*** Given entries ***
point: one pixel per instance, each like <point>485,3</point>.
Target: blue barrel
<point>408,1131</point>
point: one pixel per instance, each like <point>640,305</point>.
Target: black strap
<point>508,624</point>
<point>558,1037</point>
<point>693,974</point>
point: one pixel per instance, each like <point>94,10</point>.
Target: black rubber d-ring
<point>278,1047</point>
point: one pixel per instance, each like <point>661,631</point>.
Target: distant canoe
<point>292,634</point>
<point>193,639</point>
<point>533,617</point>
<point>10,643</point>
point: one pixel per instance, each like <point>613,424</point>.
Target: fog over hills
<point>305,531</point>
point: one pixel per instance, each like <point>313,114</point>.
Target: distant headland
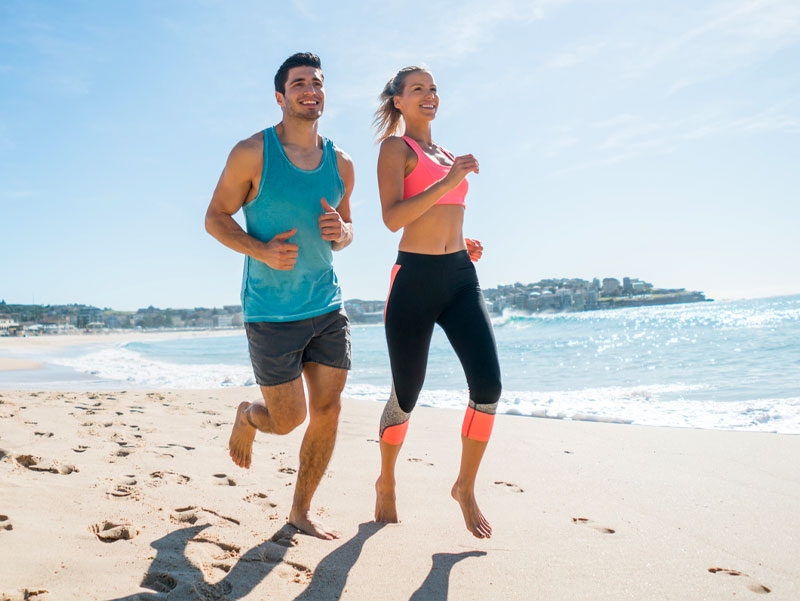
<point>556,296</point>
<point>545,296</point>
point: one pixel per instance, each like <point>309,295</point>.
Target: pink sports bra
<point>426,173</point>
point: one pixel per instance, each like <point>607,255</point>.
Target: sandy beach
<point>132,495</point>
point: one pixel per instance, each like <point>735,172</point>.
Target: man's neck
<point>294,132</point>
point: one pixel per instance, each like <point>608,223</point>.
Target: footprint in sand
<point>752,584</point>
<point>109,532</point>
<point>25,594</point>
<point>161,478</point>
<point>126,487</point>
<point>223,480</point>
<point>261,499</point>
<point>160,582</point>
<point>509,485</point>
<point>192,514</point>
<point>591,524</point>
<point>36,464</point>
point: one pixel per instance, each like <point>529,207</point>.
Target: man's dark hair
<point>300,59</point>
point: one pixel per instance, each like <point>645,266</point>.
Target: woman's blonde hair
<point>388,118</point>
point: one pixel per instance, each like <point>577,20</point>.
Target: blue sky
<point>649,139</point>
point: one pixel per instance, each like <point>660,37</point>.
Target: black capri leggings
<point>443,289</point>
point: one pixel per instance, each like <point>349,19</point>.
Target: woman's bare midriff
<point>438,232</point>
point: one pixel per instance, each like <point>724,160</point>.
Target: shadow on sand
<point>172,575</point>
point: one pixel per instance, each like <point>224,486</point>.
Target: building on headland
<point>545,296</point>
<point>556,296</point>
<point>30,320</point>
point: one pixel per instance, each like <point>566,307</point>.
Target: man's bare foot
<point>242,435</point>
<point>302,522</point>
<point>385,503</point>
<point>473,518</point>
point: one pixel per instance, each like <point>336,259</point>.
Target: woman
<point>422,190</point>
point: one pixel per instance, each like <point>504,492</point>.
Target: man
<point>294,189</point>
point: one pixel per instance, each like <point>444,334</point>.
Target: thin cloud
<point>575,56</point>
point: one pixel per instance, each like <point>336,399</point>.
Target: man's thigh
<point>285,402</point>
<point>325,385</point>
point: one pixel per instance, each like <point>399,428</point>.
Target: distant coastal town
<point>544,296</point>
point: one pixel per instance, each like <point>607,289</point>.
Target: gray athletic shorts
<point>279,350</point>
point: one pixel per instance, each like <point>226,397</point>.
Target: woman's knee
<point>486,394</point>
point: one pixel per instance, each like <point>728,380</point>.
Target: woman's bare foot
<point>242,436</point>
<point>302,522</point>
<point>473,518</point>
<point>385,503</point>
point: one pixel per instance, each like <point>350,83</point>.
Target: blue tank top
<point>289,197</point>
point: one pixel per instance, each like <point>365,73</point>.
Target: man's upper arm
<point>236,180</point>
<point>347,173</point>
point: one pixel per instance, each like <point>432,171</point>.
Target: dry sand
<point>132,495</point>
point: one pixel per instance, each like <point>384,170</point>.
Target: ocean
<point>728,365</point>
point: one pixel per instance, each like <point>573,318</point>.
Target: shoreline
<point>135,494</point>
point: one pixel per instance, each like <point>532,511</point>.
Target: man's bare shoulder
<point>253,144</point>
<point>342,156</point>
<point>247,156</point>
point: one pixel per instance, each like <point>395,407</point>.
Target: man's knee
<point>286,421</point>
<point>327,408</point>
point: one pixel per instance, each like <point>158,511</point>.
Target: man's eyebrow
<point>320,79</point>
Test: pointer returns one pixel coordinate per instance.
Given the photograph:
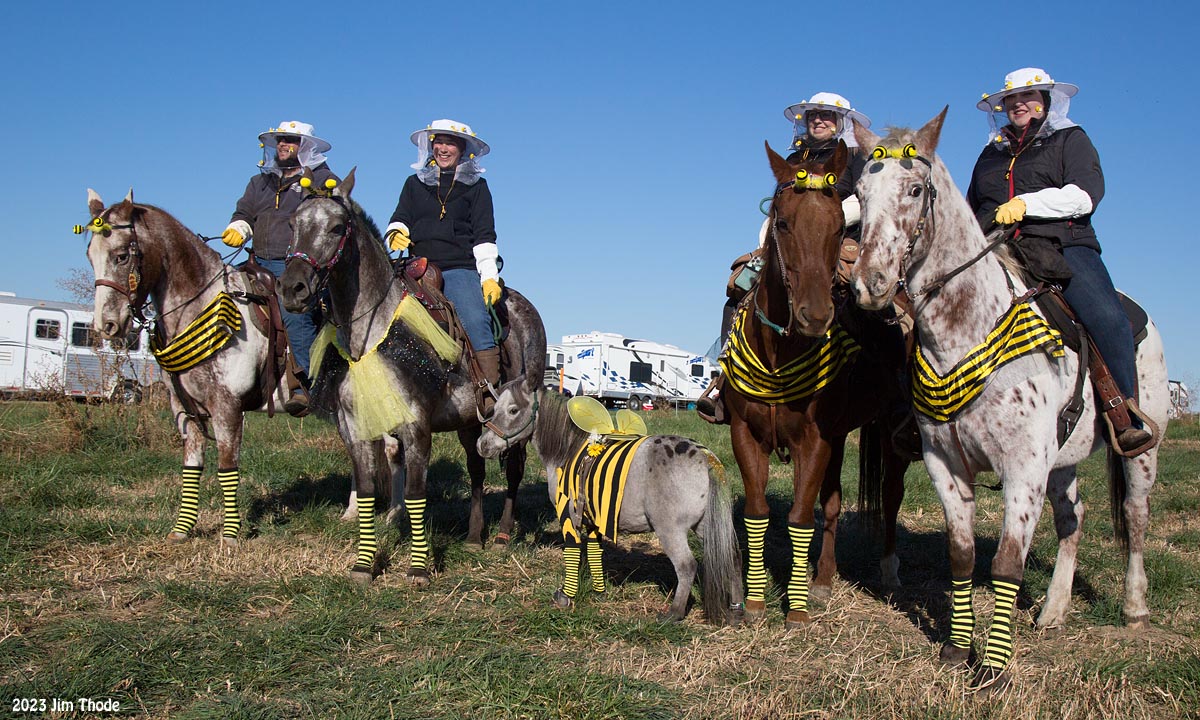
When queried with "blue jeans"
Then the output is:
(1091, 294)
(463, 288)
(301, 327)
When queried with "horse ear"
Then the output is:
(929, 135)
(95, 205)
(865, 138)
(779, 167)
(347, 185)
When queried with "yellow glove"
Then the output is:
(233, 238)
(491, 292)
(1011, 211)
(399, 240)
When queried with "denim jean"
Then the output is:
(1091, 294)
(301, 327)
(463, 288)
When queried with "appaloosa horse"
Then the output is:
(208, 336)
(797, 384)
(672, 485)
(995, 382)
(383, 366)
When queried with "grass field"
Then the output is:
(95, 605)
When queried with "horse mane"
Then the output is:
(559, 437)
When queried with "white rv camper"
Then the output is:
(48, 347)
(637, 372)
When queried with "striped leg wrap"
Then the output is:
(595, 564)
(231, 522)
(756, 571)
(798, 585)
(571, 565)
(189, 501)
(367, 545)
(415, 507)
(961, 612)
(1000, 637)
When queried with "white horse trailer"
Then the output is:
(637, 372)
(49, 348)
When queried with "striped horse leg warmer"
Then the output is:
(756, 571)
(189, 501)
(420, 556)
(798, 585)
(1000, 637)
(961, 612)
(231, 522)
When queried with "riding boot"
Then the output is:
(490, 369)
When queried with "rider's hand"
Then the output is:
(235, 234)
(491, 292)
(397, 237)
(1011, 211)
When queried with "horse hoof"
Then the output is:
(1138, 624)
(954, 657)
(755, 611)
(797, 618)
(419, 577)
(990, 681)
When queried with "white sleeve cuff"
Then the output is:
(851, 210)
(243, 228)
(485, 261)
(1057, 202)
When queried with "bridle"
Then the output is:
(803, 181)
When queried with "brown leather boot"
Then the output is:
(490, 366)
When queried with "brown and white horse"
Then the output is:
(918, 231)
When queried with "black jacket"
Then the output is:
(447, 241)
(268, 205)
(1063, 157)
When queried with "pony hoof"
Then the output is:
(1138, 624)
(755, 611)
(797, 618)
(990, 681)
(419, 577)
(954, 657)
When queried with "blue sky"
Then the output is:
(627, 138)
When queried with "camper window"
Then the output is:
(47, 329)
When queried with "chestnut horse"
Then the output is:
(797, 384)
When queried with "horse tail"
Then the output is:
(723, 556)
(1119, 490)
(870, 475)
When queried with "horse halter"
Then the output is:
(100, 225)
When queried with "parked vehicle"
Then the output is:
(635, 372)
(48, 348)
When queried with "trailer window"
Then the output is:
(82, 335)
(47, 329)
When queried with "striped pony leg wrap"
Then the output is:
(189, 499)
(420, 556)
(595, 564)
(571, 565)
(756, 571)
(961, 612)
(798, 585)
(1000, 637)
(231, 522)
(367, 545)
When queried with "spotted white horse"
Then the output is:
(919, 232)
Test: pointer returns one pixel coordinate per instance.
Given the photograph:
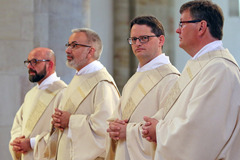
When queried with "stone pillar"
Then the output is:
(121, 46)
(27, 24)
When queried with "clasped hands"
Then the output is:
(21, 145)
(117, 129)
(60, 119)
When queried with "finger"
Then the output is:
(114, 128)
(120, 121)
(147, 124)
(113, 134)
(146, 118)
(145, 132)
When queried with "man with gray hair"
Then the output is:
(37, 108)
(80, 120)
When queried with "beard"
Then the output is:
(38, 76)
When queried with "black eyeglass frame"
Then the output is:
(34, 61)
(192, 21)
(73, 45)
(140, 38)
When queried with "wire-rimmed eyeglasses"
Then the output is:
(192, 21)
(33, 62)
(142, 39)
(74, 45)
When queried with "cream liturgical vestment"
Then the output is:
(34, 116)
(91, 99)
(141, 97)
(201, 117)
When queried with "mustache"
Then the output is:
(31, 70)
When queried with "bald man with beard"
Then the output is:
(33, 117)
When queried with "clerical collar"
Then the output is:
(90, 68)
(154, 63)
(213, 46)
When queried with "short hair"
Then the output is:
*** End of Given entries ***
## Description of the task
Copy each of the entries above precisely, and drop whatever pictures they hold.

## Response area
point: one pixel per instance, each like <point>485,3</point>.
Target: blue barrel
<point>408,1131</point>
point: one pixel per instance, each like <point>640,305</point>.
Target: black strap
<point>508,624</point>
<point>558,1037</point>
<point>693,974</point>
point: one pixel per instance, each like <point>94,10</point>.
Target: black rubber d-ring
<point>278,1047</point>
point: one pixel per instance, each like <point>661,631</point>.
Target: distant canoe
<point>292,634</point>
<point>193,639</point>
<point>533,617</point>
<point>10,643</point>
point: one pixel per instance, each like <point>613,424</point>.
Target: fog over hills
<point>305,531</point>
point: one pixel per instance, each like <point>313,114</point>.
Target: distant headland
<point>556,296</point>
<point>545,296</point>
point: one pixel per instance, each like <point>309,295</point>.
Target: pink sports bra
<point>426,173</point>
point: one pixel per instance, each like <point>607,255</point>.
Target: sandy beach
<point>132,495</point>
point: one pixel per instance, each like <point>735,172</point>.
Target: man's neck
<point>294,132</point>
point: one pixel per instance, each like <point>608,223</point>.
Target: footprint in sand
<point>752,584</point>
<point>109,532</point>
<point>25,594</point>
<point>161,478</point>
<point>126,487</point>
<point>223,480</point>
<point>261,499</point>
<point>160,582</point>
<point>509,485</point>
<point>192,514</point>
<point>591,524</point>
<point>36,464</point>
point: one pixel per instance, each like <point>529,207</point>.
Target: man's dark hair
<point>300,59</point>
point: one pixel per instance, each like <point>645,266</point>.
Target: woman's blonde hair
<point>388,118</point>
point: one pixel per instance, each like <point>577,20</point>.
Target: blue sky
<point>649,139</point>
point: one pixel per instance, each like <point>660,37</point>.
Target: black capri leggings
<point>443,289</point>
point: one pixel per instance, each like <point>349,19</point>.
Target: woman's bare midriff
<point>438,232</point>
point: one pixel per instance, each like <point>724,160</point>.
Target: shadow on sand
<point>172,575</point>
point: one pixel per instance, each like <point>224,486</point>.
Target: building on headland
<point>545,296</point>
<point>556,296</point>
<point>30,320</point>
point: one pixel per instance, each like <point>566,307</point>.
Target: man's bare foot
<point>242,435</point>
<point>302,522</point>
<point>385,503</point>
<point>473,518</point>
point: one pixel per instance, each like <point>336,259</point>.
Target: woman
<point>422,190</point>
point: one pixel per instance, each like <point>504,492</point>.
Target: man
<point>294,189</point>
point: one pixel per instance, each like <point>444,334</point>.
Target: thin cloud
<point>575,56</point>
point: one pixel per instance, each like <point>336,399</point>.
Target: man's thigh
<point>285,402</point>
<point>325,385</point>
point: one pixel per instance, each like <point>399,428</point>.
Target: distant coastal town
<point>544,296</point>
point: one pixel per instance, each like <point>607,289</point>.
Target: gray athletic shorts
<point>279,350</point>
point: one pixel per instance, each like <point>226,397</point>.
Target: woman's knee
<point>486,394</point>
point: one pixel per instance, each like <point>728,380</point>.
Target: woman's bare foot
<point>242,436</point>
<point>302,522</point>
<point>473,518</point>
<point>385,503</point>
point: one pixel per instance, each like <point>350,83</point>.
Target: blue tank top
<point>289,197</point>
point: one pixel per instance, each like <point>365,73</point>.
Target: man's upper arm
<point>236,180</point>
<point>347,173</point>
point: one pixel per instance, each like <point>432,171</point>.
Target: dry sand
<point>132,495</point>
point: one pixel per instance, each like <point>384,170</point>.
Target: ocean
<point>728,365</point>
point: one pixel per instance, each like <point>573,318</point>.
Target: shoreline
<point>135,494</point>
point: one pixel per instance, each like <point>532,511</point>.
Target: man's bare shoulder
<point>253,144</point>
<point>342,156</point>
<point>247,156</point>
point: one pixel per instance, each like <point>395,407</point>.
Target: man's knee
<point>286,421</point>
<point>327,408</point>
point: one pixel per instance, each like <point>158,511</point>.
Target: man's eyebrow
<point>320,79</point>
Test: pointer returns one pixel coordinate per instance.
Given the photograph:
When queried with "blue jeans"
Then the output is:
(1091, 294)
(463, 288)
(301, 327)
When queried with "horse ear"
Then the output is:
(929, 135)
(95, 205)
(865, 138)
(779, 167)
(347, 185)
When queried with "yellow glove"
Then the output is:
(233, 238)
(491, 292)
(1011, 211)
(399, 240)
When queried with "denim jean"
Then the output is:
(1091, 294)
(301, 327)
(463, 288)
When queried with "appaloosa horse"
Then the output is:
(208, 336)
(797, 384)
(672, 485)
(995, 382)
(383, 366)
When queried with "grass field"
Then the output is:
(95, 605)
When queried with "horse mane"
Then the output is:
(559, 437)
When queried with "white rv camper"
Then the output is:
(48, 347)
(637, 372)
When queried with "striped leg wrap"
Then the output is:
(595, 564)
(231, 522)
(756, 571)
(798, 585)
(571, 565)
(189, 501)
(367, 545)
(415, 507)
(961, 612)
(1000, 637)
When queried with "white horse trailer"
Then the output is:
(637, 372)
(49, 348)
When queried with "striped horse leg warmer"
Then the output is:
(756, 571)
(189, 501)
(420, 556)
(798, 585)
(1000, 637)
(961, 612)
(231, 522)
When queried with "riding boot"
Then the output is:
(490, 369)
When queried with "rider's hand"
Then the output is:
(235, 234)
(491, 292)
(397, 237)
(1011, 211)
When queried with "horse hoof"
Then the output is:
(1138, 624)
(954, 657)
(755, 611)
(797, 618)
(419, 577)
(990, 681)
When queried with "white sleeve cuff"
Then the output is:
(851, 210)
(243, 228)
(485, 261)
(1057, 202)
When queried with "bridle"
Then the output is:
(803, 181)
When queried with "brown leather boot"
Then the output is:
(490, 366)
When queried with "brown and white horse"
Then the output is:
(918, 231)
When queried with "black jacket"
Then the output is:
(447, 241)
(268, 205)
(1063, 157)
When queried with "pony hoof"
Then the output is:
(1138, 624)
(755, 611)
(797, 618)
(990, 681)
(419, 577)
(954, 657)
When queried with "blue sky"
Then the output is:
(627, 138)
When queried with "camper window"
Then the output is:
(47, 329)
When queried with "chestnut horse"
Then the output is:
(797, 384)
When queried with "horse tail"
Then the output is:
(723, 556)
(1119, 490)
(870, 475)
When queried with "horse halter"
Then the output is:
(100, 225)
When queried with "parked vehicle"
Then the output is:
(635, 372)
(48, 348)
When queried with "trailer window"
Then the output is:
(82, 335)
(47, 329)
When queried with "striped pony leg wrap"
Then the output is:
(189, 499)
(420, 556)
(595, 564)
(571, 565)
(756, 571)
(961, 612)
(798, 585)
(1000, 637)
(231, 522)
(367, 545)
When queried with "spotted white horse"
Then the output is:
(919, 232)
Test: pointer returns one pixel coordinate per instance.
Given the photograph:
When queried with "stone pillar"
Then the output is:
(121, 46)
(27, 24)
When queried with "clasped hands"
Then the output is:
(21, 145)
(117, 129)
(60, 119)
When queried with "finger"
Then the output is:
(114, 128)
(120, 121)
(147, 124)
(113, 134)
(146, 118)
(145, 132)
When queried with "man with gray hair"
Then the output is:
(37, 108)
(80, 120)
When queried with "beard"
Then the output is:
(38, 76)
When queried with "black eyeglass frame"
Then the output is:
(34, 61)
(192, 21)
(73, 45)
(140, 38)
When queried with "wire-rimmed eyeglasses"
Then the output is:
(192, 21)
(33, 62)
(142, 39)
(74, 45)
When queried with "cream liturgical vestment"
Then the output is:
(34, 116)
(91, 99)
(141, 97)
(201, 117)
When queried with "mustache"
Then the output is:
(31, 70)
When queried with "bald man with beard"
Then the output is:
(33, 117)
When queried with "clerical collar"
Then the output is:
(90, 68)
(154, 63)
(213, 46)
When queried with "short hair"
Then the output is:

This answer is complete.